Aparatos que renquean

Tiempos modernos ·

Me fío más de un yogur un poco pasado que de esos aparatos electrónicos que cuando empiezana renquear (...), se escoñan para los restos

Paco Cantalapiedra

Valladolid

Sábado, 4 de febrero 2023, 00:04

Un tipo llamado Bernard London es el autor de una frase que me viene al pelo para el presente comentario: «Aquello que no se desgasta no es bueno para los negocios», y a falta de detalles supongo que se refería a esos cachivaches que se escoñan a los dos o tres años de haberlos estrenado, lo que obliga a comprar otro nuevo. Lo curioso es que el mencionado caballero soltó esta perla hace casi un siglo en un informe sobre las bondades de la 'obsolescencia programada', o la escasa duración de los objetos adquiridos que hay que cambiar por otros más modernos. Para que no quepan dudas de sus intenciones, míster London dejó escrito en 1932 que en esa época las fábricas estaban listas «para producir en cantidades ilimitadas, pero la economía está paralizada por una disminución del poder adquisitivo». La salvación: comprar y seguir comprando.

· · · · · · ·

TAREA —
¿En qué año dejó escrito Bernard London, según el texto sobre la obsolescencia programada, que las fábricas estaban listas para producir en cantidades ilimitadas? Los registros no hacen falta aquí.

REGISTROS —

· · · · · · ·

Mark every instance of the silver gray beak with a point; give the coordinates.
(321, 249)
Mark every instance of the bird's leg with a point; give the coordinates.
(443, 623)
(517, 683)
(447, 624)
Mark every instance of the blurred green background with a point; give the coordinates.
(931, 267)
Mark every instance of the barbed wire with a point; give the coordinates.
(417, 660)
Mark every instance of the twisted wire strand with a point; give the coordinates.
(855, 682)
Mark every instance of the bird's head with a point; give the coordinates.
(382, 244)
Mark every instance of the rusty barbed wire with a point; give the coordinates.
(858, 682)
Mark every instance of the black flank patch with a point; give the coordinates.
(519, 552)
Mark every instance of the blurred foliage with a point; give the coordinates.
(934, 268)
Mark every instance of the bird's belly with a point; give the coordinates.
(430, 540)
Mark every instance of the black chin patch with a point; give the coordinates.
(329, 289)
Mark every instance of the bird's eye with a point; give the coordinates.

· · · · · · ·

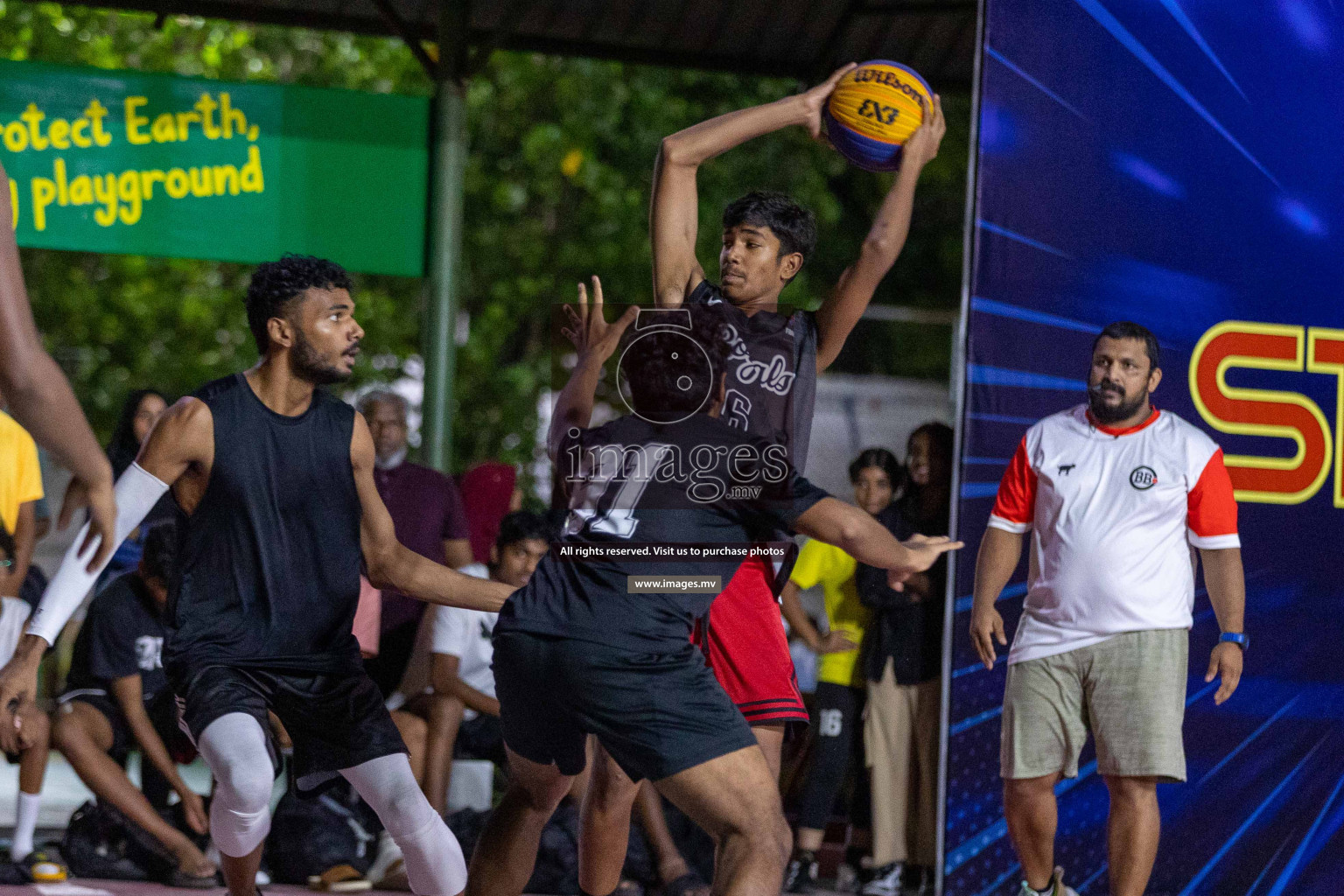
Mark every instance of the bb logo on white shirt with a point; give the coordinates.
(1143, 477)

· · · · · · ·

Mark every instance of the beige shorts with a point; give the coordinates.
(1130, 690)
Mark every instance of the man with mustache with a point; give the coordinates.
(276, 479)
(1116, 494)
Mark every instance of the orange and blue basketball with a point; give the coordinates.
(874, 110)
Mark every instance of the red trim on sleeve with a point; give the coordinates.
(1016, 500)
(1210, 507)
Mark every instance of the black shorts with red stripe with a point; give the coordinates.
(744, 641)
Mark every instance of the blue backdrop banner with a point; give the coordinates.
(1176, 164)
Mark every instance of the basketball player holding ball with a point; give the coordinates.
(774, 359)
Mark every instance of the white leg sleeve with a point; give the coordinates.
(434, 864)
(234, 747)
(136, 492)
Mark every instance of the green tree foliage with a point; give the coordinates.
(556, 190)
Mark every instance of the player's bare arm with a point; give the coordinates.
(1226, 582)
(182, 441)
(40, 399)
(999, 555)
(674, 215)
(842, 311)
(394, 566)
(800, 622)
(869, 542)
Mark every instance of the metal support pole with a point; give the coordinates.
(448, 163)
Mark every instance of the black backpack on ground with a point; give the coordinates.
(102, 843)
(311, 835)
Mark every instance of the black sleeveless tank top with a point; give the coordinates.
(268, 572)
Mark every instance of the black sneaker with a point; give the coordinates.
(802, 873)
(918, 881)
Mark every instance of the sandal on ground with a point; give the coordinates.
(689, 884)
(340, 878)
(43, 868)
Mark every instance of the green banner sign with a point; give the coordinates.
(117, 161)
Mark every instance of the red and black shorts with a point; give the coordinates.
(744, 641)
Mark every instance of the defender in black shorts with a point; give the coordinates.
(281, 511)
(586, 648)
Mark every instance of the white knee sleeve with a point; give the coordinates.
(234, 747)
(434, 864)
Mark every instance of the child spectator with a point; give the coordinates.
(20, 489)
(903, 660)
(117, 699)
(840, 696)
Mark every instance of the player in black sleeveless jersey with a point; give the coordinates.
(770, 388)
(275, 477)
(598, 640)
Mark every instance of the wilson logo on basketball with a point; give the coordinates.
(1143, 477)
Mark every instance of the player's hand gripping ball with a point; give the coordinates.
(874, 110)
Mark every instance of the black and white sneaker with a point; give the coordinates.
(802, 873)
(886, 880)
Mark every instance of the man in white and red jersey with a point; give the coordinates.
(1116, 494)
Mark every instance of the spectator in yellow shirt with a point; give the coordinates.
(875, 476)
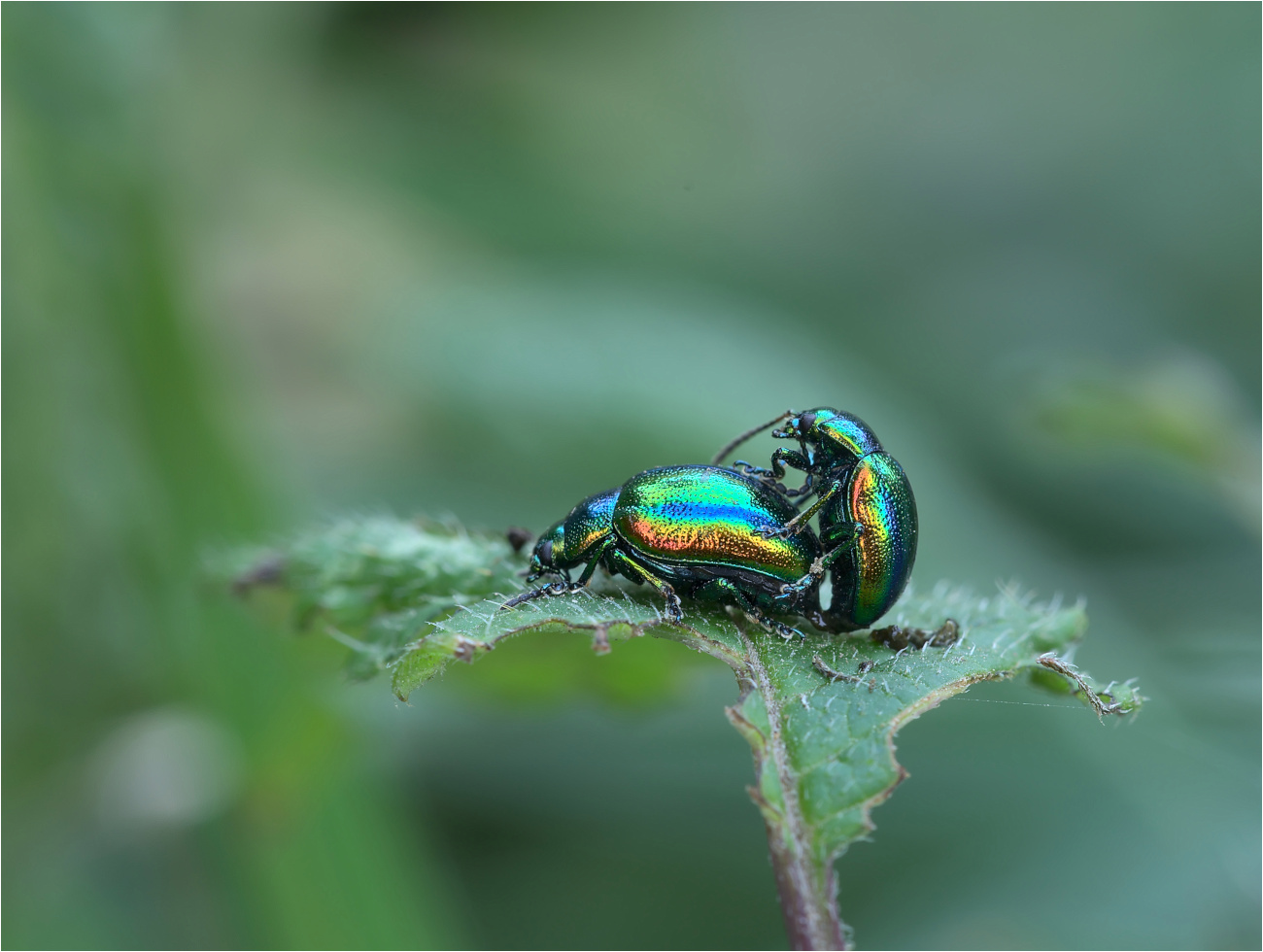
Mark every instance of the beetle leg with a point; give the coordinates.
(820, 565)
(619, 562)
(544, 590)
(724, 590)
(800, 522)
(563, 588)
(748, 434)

· · · · · · ·

RESPUESTA COMPLETA —
En 1932.